§ **Your task**:
Each record must be retyped in full. No character may differ.

§ **Rows from a dataset**:

# # # #

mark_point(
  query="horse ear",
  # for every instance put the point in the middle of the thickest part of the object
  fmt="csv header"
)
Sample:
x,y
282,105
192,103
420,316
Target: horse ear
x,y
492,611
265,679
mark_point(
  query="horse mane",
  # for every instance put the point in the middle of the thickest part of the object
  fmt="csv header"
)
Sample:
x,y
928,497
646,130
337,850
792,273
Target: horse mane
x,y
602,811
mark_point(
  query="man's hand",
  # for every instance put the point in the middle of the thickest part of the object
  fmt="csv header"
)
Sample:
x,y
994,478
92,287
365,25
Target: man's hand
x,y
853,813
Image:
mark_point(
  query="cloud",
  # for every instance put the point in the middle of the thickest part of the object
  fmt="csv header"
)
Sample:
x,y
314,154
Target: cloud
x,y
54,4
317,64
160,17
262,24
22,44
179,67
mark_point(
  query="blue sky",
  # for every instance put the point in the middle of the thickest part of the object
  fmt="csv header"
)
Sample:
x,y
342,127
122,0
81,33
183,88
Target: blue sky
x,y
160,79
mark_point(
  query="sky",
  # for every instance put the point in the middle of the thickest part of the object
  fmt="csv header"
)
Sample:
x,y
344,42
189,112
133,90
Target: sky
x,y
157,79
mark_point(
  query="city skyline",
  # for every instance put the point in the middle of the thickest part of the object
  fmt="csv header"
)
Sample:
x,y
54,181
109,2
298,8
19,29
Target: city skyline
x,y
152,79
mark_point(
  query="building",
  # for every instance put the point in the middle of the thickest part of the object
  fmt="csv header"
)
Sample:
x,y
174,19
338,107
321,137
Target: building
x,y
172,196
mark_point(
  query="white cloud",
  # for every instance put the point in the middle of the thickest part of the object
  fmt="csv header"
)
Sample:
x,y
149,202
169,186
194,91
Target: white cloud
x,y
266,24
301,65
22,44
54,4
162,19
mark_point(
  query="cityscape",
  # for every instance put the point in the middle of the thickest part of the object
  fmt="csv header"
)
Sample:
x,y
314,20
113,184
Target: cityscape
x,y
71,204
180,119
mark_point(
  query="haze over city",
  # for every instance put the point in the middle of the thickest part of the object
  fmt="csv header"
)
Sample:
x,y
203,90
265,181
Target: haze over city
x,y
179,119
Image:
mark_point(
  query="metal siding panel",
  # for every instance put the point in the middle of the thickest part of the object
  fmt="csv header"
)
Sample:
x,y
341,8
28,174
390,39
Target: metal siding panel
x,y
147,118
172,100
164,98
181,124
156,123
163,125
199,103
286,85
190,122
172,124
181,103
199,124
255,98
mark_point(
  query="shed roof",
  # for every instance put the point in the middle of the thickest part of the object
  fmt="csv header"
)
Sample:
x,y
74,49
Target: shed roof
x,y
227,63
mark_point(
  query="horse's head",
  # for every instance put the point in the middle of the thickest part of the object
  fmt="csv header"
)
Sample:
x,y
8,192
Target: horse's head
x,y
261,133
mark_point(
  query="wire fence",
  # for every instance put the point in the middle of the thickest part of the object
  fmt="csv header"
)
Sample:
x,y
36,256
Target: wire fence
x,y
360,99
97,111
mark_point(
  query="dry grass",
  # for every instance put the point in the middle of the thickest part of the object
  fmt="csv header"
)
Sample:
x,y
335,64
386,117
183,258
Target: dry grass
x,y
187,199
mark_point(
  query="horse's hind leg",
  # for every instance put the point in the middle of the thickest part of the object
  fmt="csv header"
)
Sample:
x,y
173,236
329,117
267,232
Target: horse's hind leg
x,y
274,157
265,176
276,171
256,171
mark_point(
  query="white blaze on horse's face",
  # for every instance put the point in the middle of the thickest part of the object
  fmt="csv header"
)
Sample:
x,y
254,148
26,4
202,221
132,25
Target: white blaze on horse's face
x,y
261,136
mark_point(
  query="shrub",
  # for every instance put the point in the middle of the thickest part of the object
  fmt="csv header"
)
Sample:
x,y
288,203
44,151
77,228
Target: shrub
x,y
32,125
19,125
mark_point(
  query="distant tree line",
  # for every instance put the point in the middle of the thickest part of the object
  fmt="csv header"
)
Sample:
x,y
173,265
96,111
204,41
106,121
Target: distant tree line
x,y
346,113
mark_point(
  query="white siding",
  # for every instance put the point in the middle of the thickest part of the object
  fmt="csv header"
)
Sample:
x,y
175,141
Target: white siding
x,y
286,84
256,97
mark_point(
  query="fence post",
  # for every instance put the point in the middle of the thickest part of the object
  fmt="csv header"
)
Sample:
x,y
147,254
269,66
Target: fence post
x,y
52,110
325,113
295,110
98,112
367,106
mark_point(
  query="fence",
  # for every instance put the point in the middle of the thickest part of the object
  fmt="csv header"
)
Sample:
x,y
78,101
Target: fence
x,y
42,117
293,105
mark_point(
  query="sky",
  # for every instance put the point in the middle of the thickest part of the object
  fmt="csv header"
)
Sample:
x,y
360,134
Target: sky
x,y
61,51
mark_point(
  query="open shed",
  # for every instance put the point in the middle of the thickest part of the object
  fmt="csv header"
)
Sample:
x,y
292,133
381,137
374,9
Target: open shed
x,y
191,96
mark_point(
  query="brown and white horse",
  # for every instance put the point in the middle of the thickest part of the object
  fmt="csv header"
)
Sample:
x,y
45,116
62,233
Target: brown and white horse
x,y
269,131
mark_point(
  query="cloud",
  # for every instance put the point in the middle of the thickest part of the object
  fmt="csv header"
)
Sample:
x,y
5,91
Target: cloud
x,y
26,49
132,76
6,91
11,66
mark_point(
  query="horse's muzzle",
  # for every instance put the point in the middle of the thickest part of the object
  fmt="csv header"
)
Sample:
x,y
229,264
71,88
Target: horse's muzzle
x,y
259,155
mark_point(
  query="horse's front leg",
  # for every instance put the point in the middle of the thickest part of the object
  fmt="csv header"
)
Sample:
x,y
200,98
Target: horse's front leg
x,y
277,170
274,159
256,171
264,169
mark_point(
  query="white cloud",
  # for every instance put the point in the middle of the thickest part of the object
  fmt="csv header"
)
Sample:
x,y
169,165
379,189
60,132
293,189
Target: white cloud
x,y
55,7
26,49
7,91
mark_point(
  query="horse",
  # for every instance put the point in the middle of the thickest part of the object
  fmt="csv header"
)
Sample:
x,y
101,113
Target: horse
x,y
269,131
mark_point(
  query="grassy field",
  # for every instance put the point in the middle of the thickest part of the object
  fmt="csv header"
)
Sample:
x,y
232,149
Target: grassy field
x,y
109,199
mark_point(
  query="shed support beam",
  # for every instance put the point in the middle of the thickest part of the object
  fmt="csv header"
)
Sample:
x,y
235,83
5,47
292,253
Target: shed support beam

# # # #

§ **Final result**:
mark_point(
  query="horse ear",
  # for every instance put the point in the middle of the thickest part of the object
  fmt="csv header"
)
Sample:
x,y
282,105
192,103
420,316
Target: horse ear
x,y
492,611
265,679
mark_point(
  query="horse mane",
  # for every instance put the point in the middle of the thickest part of the object
  fmt="csv header"
)
Sample:
x,y
928,497
646,130
337,850
792,273
Target: horse mane
x,y
602,811
mark_point(
  query="man's hand",
  # for every instance put the point in the middle of the thickest part of the object
  fmt="csv header"
)
Sample:
x,y
994,478
92,287
365,25
Target: man's hand
x,y
853,813
Image:
mark_point(
  query="cloud",
  # for every instance put the point in the middle of the thickest part of the object
  fmt="csv header"
)
Sample:
x,y
314,154
Target: cloud
x,y
54,4
317,64
160,17
262,24
22,44
179,67
mark_point(
  query="blue sky",
  # for every instance put the point in the middle of the thickest part of the object
  fmt="csv header"
)
Sample:
x,y
342,127
122,0
81,33
183,88
Target: blue sky
x,y
160,79
mark_point(
  query="sky",
  # for every instance put the point in the middle of the thickest part of the object
  fmt="csv header"
)
Sample:
x,y
344,42
189,112
133,90
Target: sky
x,y
157,79
mark_point(
  query="city skyline",
  # for every instance put the point in the middle of the thickest part of the object
  fmt="csv header"
)
Sample:
x,y
54,181
109,2
298,8
19,29
Target: city skyline
x,y
152,79
mark_point(
  query="building",
  # for every instance put the point in the middle of the thickest part of the object
  fmt="csv header"
)
Sample:
x,y
174,19
338,107
321,137
Target: building
x,y
172,196
mark_point(
  query="white cloud",
  # for every instance put the point in the middle of the thickest part of the object
  fmt="csv header"
)
Sample:
x,y
149,202
169,186
194,91
Target: white cloud
x,y
266,24
301,65
22,44
54,4
162,19
mark_point(
  query="cityscape",
  # for every instance put the point in the middle of the thickest part of the object
  fmt="csv header"
)
Sample:
x,y
314,20
113,184
Target: cityscape
x,y
71,204
180,119
mark_point(
  query="haze over city",
  # for every instance put the point in the middle of the thickest part of the object
  fmt="csv header"
)
Sample:
x,y
203,90
265,181
Target: haze over city
x,y
179,119
Image:
mark_point(
  query="metal siding panel",
  # for every instance put the point in the middle of the thickest part of the object
  fmt="csv header"
)
Sample:
x,y
341,8
28,174
390,39
Target: metal siding panel
x,y
147,118
172,100
164,98
181,124
156,123
163,125
199,103
286,85
190,122
172,124
181,103
199,124
255,98
mark_point(
  query="shed roof",
  # for every instance put the point in the middle of the thickest part of the object
  fmt="csv header"
)
Sample:
x,y
74,49
Target: shed roof
x,y
227,63
mark_point(
  query="horse's head",
  # for every instance put the point in the middle of the thickest part of the object
  fmt="csv header"
)
Sample:
x,y
8,192
Target: horse's head
x,y
261,133
mark_point(
  query="wire fence",
  # for every instance put the point in the middle of the thickest part of the object
  fmt="csv header"
)
Sample:
x,y
36,256
Target: wire fence
x,y
360,99
97,111
mark_point(
  query="dry grass",
  # for every instance put the point in the middle of the thickest part of the object
  fmt="csv header"
)
Sample:
x,y
335,64
386,117
183,258
Target: dry grass
x,y
187,199
mark_point(
  query="horse's hind leg",
  # for every instance put the point in the middle of the thickest part of the object
  fmt="csv header"
)
Sample:
x,y
173,236
329,117
267,232
Target: horse's hind leg
x,y
274,157
265,176
276,171
256,171
mark_point(
  query="white blaze on horse's face",
  # for every instance put the point in the middle of the thickest part of the object
  fmt="csv header"
)
Sample:
x,y
254,148
26,4
202,221
132,25
Target: white blaze on horse's face
x,y
261,136
mark_point(
  query="shrub",
  # for every instance put the point in the middle of the thickest part of the object
  fmt="csv header"
)
Sample:
x,y
288,203
44,151
77,228
Target: shrub
x,y
32,125
19,125
mark_point(
  query="distant tree line",
  # for every instance put the point in the middle of the thickest part of the object
  fmt="csv header"
)
Sample:
x,y
173,265
96,111
204,41
106,121
Target: distant tree line
x,y
346,113
mark_point(
  query="white siding",
  # for every instance put the point in the middle of the thickest part of the object
  fmt="csv header"
)
Sample:
x,y
175,141
Target: white siding
x,y
286,84
256,97
mark_point(
  query="fence post",
  # for every instance put the point in the middle of the thickest part of the object
  fmt="csv header"
)
Sample:
x,y
147,254
269,66
Target: fence post
x,y
52,110
325,113
295,110
98,112
367,106
mark_point(
  query="fence",
  # for every instance put the point in the middle of the thickest part of the object
  fmt="csv header"
)
Sample:
x,y
78,101
Target: fence
x,y
42,117
293,105
mark_point(
  query="sky",
  # for every instance put the point in the middle of the thickest part of the object
  fmt="csv header"
)
Sample:
x,y
360,134
Target: sky
x,y
61,51
mark_point(
  query="open shed",
  # for every instance put the point in the middle of the thickest part of the object
  fmt="csv header"
)
Sample:
x,y
292,133
381,137
374,9
Target: open shed
x,y
191,96
mark_point(
  query="brown and white horse",
  # for every instance put the point in the middle of the thickest part of the object
  fmt="csv header"
)
Sample:
x,y
45,116
62,233
Target: brown and white horse
x,y
269,131
mark_point(
  query="cloud",
  # for every instance put the point in the middle of the thickest part of the object
  fmt="csv header"
)
Sample:
x,y
5,91
Target: cloud
x,y
26,49
132,76
6,91
11,66
mark_point(
  query="horse's muzzle",
  # for every instance put the point in the middle of the thickest part of the object
  fmt="csv header"
)
Sample:
x,y
229,264
71,88
Target: horse's muzzle
x,y
259,155
mark_point(
  query="horse's front leg",
  # for every instance put the point in the middle of the thickest part of the object
  fmt="csv header"
)
Sample:
x,y
200,98
Target: horse's front leg
x,y
277,170
274,159
256,171
264,169
mark_point(
  query="white cloud",
  # for every instance put the point in the middle of the thickest part of the object
  fmt="csv header"
)
Sample:
x,y
169,165
379,189
60,132
293,189
Target: white cloud
x,y
55,7
26,49
7,91
mark_point(
  query="horse",
  # for every instance put the point in the middle of the thickest part of the object
  fmt="csv header"
)
Sample:
x,y
101,113
Target: horse
x,y
269,131
mark_point(
  query="grassy field",
  # for every instance put the point in the middle of the thickest part of the object
  fmt="csv header"
)
Sample:
x,y
232,149
Target: grassy field
x,y
109,199
mark_point(
  query="shed support beam",
  # for every instance put the point in the middle of the thickest part of the object
  fmt="csv header"
)
Sample:
x,y
235,83
5,47
292,253
Target: shed support beam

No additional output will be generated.